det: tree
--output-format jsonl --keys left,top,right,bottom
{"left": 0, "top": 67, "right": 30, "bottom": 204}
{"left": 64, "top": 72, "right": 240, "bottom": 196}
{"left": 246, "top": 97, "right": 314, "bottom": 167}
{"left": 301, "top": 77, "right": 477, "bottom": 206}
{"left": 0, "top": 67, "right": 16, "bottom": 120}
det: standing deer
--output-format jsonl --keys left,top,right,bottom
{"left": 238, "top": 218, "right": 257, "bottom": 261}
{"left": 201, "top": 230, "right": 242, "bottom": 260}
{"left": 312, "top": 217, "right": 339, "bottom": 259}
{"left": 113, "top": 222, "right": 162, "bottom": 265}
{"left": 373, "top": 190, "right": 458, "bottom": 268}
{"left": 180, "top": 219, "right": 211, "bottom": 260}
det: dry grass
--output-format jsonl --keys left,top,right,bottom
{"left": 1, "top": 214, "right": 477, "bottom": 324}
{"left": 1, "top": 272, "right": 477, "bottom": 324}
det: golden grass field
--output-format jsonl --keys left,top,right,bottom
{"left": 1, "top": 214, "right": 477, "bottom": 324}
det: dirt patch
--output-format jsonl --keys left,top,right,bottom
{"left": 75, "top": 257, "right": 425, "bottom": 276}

= = = = = = =

**PROMPT**
Write all of the records out again exactly.

**FINISHED TASK**
det: tree
--output-format jsonl --keys left,top,right,bottom
{"left": 0, "top": 67, "right": 30, "bottom": 204}
{"left": 64, "top": 72, "right": 240, "bottom": 196}
{"left": 246, "top": 97, "right": 314, "bottom": 167}
{"left": 301, "top": 77, "right": 477, "bottom": 206}
{"left": 0, "top": 67, "right": 16, "bottom": 120}
det: standing deer
--output-format jsonl --keys left,top,right,bottom
{"left": 238, "top": 218, "right": 257, "bottom": 261}
{"left": 201, "top": 230, "right": 242, "bottom": 260}
{"left": 312, "top": 217, "right": 339, "bottom": 259}
{"left": 113, "top": 222, "right": 162, "bottom": 265}
{"left": 373, "top": 190, "right": 458, "bottom": 268}
{"left": 180, "top": 219, "right": 211, "bottom": 260}
det: dry grass
--output-format jsonl --keys left,top,right,bottom
{"left": 1, "top": 214, "right": 477, "bottom": 324}
{"left": 1, "top": 272, "right": 477, "bottom": 324}
det: golden grass field
--output-format jsonl --keys left,top,right,bottom
{"left": 1, "top": 214, "right": 477, "bottom": 324}
det: dirt patch
--output-format jsonl --keys left,top,right,bottom
{"left": 75, "top": 257, "right": 425, "bottom": 276}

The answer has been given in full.